* Die Aufgabe: Suchen Sie im nachstehenden Material jede Zeile, in der das Wort „beam“ vorkommt, und übernehmen Sie diese Zeilen vollständig. Groß- und Kleinschreibung ist dabei zu beachten.

* Ausgangsmaterial:
──────────
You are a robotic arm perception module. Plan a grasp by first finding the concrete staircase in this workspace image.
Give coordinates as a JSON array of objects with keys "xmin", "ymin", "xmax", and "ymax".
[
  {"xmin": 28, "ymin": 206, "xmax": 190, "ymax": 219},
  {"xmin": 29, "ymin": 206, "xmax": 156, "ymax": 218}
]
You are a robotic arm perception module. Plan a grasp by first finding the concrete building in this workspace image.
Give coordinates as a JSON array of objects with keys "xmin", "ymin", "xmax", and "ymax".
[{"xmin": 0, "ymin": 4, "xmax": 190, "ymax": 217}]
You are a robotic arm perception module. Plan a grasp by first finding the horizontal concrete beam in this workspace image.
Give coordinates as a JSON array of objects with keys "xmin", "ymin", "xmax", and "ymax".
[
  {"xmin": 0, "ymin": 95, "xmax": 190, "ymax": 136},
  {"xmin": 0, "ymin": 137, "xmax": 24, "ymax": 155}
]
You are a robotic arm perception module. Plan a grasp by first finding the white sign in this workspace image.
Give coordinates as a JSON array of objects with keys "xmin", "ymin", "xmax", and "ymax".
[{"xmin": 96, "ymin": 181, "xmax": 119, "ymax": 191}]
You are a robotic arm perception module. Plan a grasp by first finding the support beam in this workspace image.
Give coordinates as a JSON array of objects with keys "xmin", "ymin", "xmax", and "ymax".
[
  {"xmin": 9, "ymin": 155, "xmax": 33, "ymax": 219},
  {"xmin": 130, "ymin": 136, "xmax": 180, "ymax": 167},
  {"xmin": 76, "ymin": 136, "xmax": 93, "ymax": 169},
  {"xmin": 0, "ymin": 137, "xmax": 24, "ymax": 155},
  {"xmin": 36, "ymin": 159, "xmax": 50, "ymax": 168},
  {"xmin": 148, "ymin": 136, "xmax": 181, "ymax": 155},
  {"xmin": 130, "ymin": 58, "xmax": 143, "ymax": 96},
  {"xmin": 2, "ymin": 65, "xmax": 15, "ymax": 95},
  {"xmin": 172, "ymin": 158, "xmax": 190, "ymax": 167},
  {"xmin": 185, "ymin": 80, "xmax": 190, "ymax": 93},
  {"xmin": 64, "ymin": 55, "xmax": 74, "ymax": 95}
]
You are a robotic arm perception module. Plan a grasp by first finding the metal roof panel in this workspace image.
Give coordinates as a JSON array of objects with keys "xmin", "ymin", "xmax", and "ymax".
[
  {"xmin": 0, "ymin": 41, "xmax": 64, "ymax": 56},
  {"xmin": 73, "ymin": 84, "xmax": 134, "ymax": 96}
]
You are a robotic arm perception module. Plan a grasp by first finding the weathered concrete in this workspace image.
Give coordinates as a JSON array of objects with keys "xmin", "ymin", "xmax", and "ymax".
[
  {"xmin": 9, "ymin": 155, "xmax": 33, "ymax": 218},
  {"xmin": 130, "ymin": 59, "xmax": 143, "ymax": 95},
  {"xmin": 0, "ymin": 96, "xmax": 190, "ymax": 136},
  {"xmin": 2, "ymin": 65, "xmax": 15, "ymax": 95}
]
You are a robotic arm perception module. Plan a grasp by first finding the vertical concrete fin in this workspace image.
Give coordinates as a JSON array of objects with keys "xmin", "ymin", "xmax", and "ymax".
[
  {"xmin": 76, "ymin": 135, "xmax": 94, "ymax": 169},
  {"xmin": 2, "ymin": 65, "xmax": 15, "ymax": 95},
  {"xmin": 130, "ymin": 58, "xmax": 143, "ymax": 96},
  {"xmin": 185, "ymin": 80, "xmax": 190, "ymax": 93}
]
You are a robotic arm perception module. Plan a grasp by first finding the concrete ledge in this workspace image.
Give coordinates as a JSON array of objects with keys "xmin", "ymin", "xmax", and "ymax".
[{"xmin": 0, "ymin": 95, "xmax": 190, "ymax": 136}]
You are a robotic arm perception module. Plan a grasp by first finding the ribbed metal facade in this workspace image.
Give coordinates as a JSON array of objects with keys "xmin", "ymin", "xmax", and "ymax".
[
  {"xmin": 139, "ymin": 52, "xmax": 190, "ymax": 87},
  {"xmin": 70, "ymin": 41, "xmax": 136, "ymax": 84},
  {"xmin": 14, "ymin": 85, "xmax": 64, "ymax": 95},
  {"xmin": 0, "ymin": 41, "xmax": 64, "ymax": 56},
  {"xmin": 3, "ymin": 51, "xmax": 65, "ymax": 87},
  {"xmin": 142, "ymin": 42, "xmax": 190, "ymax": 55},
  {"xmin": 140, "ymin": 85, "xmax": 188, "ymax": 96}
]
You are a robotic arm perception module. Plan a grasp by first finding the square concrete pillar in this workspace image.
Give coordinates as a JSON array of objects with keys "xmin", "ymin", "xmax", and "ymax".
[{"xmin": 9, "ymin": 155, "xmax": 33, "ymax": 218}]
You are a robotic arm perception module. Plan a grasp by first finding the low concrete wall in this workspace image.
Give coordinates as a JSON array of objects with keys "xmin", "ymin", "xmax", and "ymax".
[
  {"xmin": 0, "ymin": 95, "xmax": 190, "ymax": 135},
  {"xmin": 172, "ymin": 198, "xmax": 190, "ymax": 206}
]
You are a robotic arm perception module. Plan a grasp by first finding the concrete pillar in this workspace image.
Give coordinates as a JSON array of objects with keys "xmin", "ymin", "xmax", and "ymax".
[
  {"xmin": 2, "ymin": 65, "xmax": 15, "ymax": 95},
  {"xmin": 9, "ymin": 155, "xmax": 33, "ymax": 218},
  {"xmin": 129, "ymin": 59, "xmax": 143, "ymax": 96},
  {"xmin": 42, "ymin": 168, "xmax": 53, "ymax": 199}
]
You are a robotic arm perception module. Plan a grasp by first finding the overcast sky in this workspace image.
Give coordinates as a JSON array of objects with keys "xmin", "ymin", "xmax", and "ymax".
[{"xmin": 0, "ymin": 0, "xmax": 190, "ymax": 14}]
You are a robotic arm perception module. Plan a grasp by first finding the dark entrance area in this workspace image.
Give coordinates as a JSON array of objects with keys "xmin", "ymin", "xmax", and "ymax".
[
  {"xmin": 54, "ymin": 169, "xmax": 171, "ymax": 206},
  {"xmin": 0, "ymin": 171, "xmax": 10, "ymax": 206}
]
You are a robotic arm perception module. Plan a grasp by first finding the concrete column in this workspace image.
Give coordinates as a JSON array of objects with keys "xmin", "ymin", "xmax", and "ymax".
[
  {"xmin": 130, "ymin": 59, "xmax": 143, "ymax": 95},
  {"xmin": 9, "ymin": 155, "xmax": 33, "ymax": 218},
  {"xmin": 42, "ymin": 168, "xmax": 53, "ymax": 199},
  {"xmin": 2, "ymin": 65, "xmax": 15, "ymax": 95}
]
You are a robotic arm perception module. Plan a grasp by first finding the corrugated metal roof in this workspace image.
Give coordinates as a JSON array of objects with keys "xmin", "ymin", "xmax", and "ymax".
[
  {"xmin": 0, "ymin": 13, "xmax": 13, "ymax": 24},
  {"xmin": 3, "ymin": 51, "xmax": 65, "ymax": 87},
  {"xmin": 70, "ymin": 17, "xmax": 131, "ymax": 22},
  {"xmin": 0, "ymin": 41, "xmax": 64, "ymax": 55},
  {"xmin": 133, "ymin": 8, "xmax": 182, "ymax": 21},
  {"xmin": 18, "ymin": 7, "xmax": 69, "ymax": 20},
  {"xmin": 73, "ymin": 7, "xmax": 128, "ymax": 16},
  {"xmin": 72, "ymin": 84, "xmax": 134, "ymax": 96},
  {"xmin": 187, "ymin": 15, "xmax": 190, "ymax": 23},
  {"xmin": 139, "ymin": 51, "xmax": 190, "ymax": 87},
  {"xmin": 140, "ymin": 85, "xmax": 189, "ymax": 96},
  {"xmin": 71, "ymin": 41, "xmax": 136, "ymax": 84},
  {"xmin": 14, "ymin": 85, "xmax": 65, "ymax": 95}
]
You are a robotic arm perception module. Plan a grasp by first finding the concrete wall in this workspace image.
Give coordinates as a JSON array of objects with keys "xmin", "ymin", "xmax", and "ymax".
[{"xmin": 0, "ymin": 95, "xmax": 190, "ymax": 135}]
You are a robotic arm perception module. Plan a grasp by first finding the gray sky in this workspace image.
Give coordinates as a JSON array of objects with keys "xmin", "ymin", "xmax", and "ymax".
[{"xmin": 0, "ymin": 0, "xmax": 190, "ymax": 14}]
──────────
* Antwort zur Aufgabe:
You are a robotic arm perception module. Plan a grasp by first finding the horizontal concrete beam in this workspace image.
You are a robotic arm perception module. Plan a grasp by first finding the support beam in this workspace image.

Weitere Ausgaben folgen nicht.